▸ **DATA**:

◇ ◇ ◇ ◇

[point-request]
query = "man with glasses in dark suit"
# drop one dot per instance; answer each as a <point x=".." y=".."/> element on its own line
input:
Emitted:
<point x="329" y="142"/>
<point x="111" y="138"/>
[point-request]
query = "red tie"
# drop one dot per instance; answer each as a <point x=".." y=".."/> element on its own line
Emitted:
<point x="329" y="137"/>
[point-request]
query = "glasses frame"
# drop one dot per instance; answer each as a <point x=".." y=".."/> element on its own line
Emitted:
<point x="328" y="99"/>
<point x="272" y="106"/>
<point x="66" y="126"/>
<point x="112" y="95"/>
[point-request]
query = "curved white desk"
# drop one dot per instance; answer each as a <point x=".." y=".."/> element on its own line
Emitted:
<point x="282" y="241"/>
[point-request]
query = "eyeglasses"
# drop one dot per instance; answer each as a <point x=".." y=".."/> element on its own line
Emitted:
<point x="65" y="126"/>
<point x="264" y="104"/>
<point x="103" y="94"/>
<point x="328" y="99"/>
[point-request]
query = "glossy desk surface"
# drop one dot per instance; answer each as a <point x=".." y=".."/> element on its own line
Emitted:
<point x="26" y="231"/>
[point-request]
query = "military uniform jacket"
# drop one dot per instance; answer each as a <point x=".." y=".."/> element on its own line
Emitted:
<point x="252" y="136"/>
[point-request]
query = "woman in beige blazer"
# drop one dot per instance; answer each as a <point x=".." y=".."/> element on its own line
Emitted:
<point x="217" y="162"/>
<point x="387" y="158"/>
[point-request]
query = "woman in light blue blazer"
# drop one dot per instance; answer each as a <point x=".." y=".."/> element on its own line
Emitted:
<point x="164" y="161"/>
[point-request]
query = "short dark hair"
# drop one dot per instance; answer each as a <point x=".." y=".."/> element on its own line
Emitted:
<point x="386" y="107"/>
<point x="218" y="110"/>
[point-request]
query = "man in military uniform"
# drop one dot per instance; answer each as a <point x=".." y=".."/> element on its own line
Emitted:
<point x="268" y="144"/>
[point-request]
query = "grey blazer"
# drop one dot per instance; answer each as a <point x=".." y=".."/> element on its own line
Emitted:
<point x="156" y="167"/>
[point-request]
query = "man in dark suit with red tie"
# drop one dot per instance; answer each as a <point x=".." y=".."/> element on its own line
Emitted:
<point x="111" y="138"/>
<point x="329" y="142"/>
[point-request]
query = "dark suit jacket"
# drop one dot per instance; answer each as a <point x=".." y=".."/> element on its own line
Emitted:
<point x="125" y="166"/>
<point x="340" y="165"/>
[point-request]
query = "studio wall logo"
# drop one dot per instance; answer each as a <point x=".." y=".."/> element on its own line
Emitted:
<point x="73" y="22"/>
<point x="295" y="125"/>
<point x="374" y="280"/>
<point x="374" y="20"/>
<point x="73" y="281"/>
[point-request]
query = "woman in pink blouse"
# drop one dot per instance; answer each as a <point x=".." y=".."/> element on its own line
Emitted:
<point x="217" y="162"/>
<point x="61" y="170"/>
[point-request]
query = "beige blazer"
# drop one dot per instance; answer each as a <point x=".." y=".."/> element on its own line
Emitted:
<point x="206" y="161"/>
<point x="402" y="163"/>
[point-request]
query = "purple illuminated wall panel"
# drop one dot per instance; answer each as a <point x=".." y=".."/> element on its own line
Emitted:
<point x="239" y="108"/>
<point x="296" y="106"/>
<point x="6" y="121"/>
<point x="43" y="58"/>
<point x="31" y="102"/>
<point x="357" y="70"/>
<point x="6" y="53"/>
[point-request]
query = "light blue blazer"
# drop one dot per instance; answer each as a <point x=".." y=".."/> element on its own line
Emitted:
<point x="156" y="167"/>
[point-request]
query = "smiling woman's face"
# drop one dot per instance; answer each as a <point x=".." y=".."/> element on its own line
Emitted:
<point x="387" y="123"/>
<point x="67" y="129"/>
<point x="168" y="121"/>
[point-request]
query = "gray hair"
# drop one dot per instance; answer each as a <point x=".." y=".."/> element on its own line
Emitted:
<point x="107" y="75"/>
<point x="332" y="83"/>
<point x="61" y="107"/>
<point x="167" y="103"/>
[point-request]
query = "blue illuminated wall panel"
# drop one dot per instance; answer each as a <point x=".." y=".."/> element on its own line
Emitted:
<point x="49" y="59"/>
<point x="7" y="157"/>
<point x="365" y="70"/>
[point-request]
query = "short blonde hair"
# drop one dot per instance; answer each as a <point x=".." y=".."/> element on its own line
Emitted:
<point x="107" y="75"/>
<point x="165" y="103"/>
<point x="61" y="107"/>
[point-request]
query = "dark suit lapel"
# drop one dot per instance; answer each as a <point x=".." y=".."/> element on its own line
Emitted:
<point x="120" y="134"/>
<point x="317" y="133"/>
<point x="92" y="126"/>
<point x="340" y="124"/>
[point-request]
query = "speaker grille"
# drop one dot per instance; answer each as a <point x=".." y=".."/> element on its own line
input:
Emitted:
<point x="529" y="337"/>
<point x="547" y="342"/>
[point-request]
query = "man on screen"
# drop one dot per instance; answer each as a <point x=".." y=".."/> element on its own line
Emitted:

◇ ◇ ◇ ◇

▸ **TASK REQUIREMENTS**:
Work out how many lines in the data above contain the word "dark" and respond with that number only.

▸ **RESPONSE TO THIS TASK**:
5